* start Provided entries *

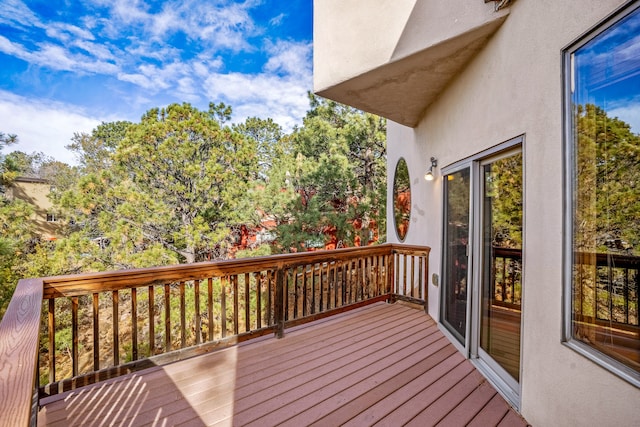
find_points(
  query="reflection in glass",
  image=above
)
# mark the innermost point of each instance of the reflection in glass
(456, 235)
(605, 99)
(502, 262)
(401, 199)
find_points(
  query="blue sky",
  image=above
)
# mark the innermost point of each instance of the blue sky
(66, 66)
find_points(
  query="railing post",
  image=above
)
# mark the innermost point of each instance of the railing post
(391, 278)
(279, 305)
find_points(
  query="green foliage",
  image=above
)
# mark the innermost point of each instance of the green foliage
(162, 191)
(337, 177)
(608, 197)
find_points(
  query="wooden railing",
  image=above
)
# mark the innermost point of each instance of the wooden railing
(102, 325)
(507, 277)
(611, 294)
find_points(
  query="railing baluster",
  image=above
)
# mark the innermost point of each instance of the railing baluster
(413, 275)
(116, 333)
(320, 278)
(183, 326)
(258, 277)
(279, 303)
(247, 307)
(96, 333)
(335, 284)
(296, 292)
(197, 319)
(74, 335)
(287, 272)
(167, 317)
(270, 309)
(234, 283)
(134, 324)
(420, 274)
(626, 295)
(52, 340)
(304, 290)
(152, 322)
(210, 328)
(313, 288)
(223, 305)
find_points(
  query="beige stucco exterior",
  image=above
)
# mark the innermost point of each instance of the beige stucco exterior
(510, 86)
(35, 192)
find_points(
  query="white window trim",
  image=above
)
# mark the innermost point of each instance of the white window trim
(568, 82)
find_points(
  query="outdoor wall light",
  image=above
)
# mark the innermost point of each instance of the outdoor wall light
(429, 175)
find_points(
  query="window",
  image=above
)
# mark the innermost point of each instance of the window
(401, 199)
(602, 255)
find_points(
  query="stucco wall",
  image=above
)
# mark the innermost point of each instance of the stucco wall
(513, 87)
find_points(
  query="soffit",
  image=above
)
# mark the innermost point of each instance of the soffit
(403, 88)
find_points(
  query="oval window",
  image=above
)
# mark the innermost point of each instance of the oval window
(401, 199)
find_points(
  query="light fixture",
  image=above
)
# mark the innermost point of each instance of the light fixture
(429, 175)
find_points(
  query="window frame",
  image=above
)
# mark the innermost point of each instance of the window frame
(569, 156)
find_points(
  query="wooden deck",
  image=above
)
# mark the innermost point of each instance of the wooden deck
(382, 364)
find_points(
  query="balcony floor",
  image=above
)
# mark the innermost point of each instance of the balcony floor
(384, 363)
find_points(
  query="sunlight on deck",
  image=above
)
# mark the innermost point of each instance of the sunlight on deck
(384, 363)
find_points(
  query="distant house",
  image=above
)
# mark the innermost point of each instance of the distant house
(35, 191)
(522, 116)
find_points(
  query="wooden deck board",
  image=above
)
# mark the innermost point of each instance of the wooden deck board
(386, 364)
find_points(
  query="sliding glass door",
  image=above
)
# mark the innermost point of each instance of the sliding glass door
(501, 265)
(456, 256)
(481, 293)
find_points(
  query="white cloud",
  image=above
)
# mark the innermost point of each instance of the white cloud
(629, 113)
(16, 12)
(42, 126)
(289, 57)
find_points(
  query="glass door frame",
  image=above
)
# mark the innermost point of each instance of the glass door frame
(504, 383)
(464, 348)
(509, 387)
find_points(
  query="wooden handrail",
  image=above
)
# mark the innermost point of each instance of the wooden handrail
(82, 284)
(19, 353)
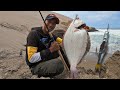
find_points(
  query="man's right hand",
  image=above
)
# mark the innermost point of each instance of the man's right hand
(54, 47)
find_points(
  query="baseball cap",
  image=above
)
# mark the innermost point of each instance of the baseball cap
(52, 16)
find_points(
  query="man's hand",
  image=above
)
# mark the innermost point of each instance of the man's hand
(54, 47)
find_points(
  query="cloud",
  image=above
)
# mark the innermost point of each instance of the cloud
(95, 18)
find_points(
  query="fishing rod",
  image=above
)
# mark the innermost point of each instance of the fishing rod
(103, 51)
(59, 52)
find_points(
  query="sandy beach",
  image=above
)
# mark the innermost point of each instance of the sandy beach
(14, 28)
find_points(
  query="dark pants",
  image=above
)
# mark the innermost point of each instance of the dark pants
(51, 67)
(48, 68)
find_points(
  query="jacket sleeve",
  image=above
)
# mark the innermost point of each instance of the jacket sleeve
(32, 48)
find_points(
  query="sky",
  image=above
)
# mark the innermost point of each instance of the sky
(97, 19)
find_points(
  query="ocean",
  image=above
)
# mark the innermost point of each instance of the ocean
(97, 38)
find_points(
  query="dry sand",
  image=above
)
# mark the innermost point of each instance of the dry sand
(14, 27)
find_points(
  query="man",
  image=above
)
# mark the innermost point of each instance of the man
(42, 53)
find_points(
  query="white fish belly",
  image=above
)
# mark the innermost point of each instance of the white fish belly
(75, 44)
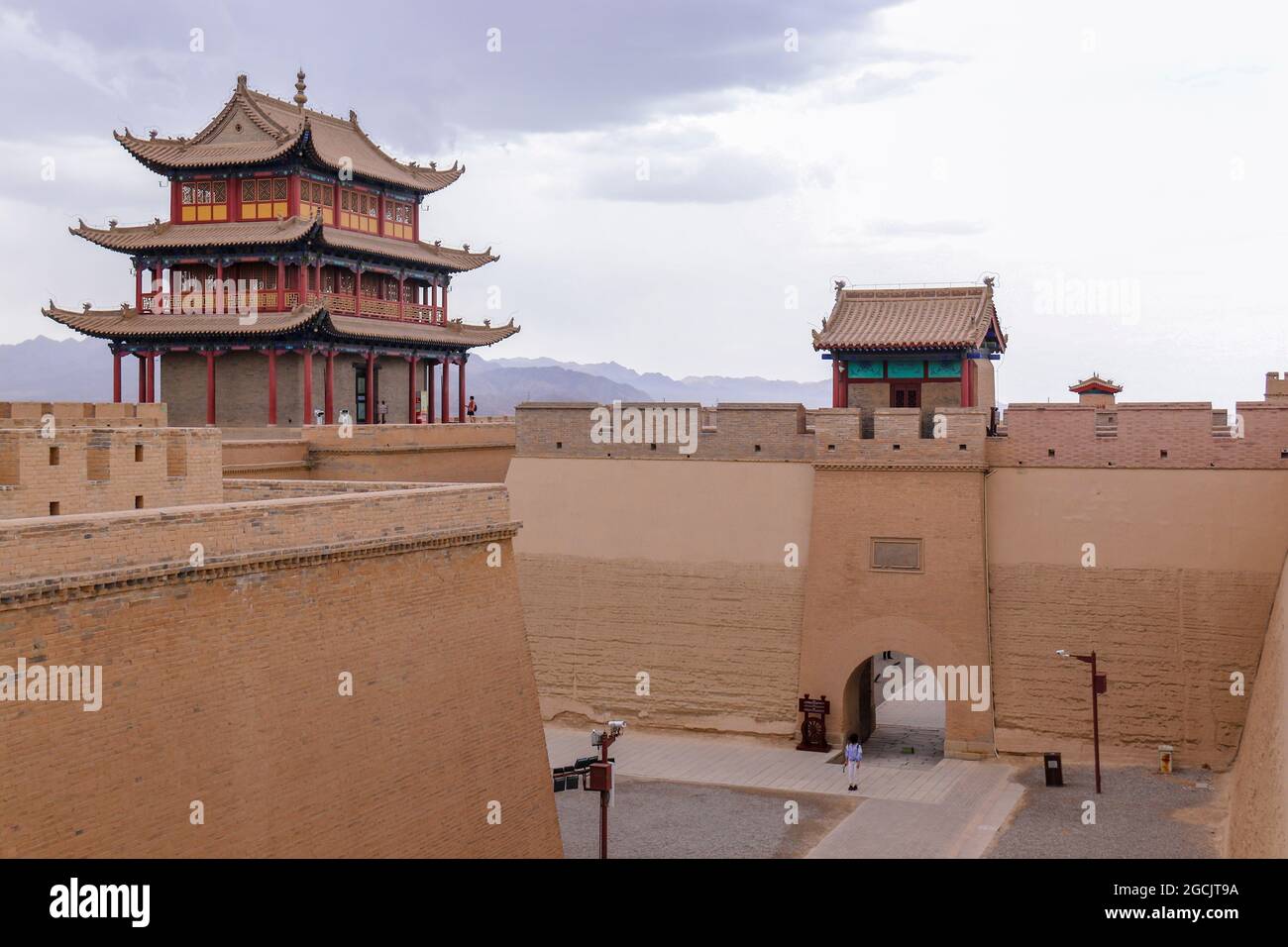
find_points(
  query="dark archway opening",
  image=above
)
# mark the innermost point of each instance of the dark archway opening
(897, 720)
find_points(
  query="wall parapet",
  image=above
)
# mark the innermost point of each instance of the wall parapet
(949, 438)
(1142, 434)
(30, 414)
(661, 431)
(81, 470)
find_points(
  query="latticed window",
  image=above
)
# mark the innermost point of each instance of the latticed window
(360, 210)
(317, 198)
(263, 198)
(398, 219)
(204, 201)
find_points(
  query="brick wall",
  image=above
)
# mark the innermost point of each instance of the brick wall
(678, 571)
(222, 682)
(1177, 598)
(476, 453)
(91, 470)
(1258, 788)
(1164, 436)
(80, 414)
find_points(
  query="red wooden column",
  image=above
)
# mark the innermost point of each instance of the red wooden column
(329, 390)
(308, 379)
(210, 389)
(372, 386)
(460, 394)
(271, 388)
(411, 389)
(429, 414)
(446, 392)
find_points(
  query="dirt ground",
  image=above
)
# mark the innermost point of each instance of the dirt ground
(1138, 814)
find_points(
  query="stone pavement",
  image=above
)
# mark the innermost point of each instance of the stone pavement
(948, 809)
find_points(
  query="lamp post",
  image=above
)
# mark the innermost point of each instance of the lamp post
(1099, 684)
(601, 776)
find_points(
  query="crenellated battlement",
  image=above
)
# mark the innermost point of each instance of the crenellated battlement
(902, 437)
(1276, 386)
(78, 414)
(1145, 434)
(81, 470)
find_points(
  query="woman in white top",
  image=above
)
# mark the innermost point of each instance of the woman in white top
(853, 754)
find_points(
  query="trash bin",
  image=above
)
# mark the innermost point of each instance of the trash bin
(1054, 771)
(1164, 759)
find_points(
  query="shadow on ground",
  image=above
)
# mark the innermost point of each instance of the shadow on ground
(1138, 814)
(666, 819)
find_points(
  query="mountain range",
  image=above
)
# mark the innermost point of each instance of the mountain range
(46, 368)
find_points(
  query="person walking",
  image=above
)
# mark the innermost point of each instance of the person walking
(853, 755)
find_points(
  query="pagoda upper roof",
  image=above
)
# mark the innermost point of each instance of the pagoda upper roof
(936, 318)
(1095, 384)
(128, 324)
(254, 129)
(162, 235)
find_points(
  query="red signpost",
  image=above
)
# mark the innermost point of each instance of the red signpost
(1099, 685)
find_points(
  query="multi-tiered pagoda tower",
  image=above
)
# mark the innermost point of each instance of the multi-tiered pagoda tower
(288, 264)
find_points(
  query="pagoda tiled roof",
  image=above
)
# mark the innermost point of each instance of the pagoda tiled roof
(1096, 384)
(938, 318)
(426, 254)
(128, 324)
(168, 236)
(254, 128)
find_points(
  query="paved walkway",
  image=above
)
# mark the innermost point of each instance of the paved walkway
(947, 809)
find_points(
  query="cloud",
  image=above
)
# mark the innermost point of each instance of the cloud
(925, 228)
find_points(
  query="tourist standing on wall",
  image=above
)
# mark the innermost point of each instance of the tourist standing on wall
(853, 755)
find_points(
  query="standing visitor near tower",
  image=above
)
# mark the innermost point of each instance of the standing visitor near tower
(853, 754)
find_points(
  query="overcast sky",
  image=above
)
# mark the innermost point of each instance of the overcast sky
(675, 184)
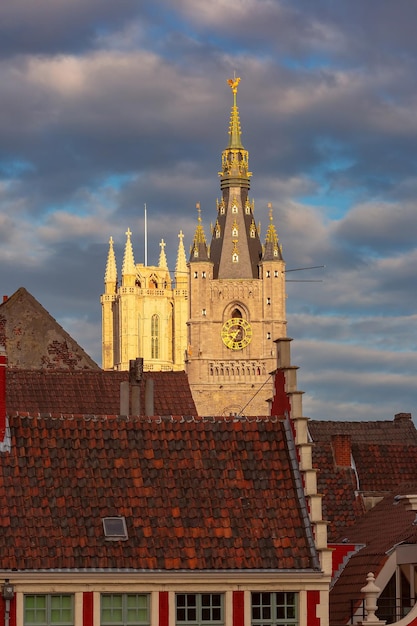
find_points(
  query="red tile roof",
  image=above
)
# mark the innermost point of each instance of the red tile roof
(196, 494)
(384, 455)
(382, 528)
(92, 392)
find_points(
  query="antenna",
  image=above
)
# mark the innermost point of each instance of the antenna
(300, 269)
(146, 238)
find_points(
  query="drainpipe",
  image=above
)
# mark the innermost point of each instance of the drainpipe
(8, 595)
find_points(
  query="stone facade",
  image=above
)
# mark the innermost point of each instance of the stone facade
(220, 319)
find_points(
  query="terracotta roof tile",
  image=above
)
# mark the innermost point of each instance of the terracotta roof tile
(382, 528)
(184, 489)
(91, 392)
(384, 454)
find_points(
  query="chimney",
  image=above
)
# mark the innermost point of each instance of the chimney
(149, 398)
(342, 450)
(3, 367)
(402, 417)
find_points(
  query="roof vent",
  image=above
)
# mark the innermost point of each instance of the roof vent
(115, 528)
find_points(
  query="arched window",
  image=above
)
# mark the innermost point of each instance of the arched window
(155, 337)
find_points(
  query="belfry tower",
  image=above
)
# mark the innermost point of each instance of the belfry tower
(237, 295)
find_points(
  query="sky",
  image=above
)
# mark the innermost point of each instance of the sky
(108, 106)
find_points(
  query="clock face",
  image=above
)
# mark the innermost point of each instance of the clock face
(236, 333)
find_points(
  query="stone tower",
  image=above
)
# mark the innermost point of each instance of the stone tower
(237, 296)
(146, 315)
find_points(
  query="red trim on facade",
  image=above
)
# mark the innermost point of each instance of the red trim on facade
(3, 366)
(313, 601)
(163, 608)
(238, 608)
(88, 608)
(280, 403)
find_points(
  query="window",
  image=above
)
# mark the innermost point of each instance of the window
(199, 608)
(114, 528)
(124, 609)
(155, 337)
(279, 608)
(48, 610)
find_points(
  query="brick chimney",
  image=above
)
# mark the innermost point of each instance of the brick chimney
(342, 450)
(402, 417)
(3, 367)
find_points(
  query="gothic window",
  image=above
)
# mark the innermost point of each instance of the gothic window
(155, 337)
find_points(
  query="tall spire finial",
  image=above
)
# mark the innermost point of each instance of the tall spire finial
(234, 130)
(128, 259)
(163, 264)
(111, 272)
(235, 159)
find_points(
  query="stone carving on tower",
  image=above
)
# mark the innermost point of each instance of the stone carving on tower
(237, 296)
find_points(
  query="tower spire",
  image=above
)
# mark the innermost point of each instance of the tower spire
(181, 266)
(235, 159)
(110, 275)
(199, 249)
(128, 267)
(162, 256)
(271, 249)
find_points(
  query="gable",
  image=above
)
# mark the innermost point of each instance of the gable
(34, 340)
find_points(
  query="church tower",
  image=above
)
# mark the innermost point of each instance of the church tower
(146, 315)
(237, 296)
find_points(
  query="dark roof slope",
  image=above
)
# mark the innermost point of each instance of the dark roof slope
(384, 455)
(341, 505)
(399, 430)
(34, 339)
(92, 392)
(196, 494)
(382, 528)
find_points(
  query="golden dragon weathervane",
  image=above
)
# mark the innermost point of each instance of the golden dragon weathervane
(233, 82)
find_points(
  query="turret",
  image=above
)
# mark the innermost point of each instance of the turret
(110, 276)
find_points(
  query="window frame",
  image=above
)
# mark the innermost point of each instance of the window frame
(48, 609)
(278, 600)
(124, 608)
(200, 607)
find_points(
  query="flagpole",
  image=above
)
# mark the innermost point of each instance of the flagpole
(146, 238)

* end Provided entries *

Locate every line in the material above that contains the string "blue" and reproduce each such line verbatim.

  query="blue sky",
# mark the innermost point of each instance of the blue sky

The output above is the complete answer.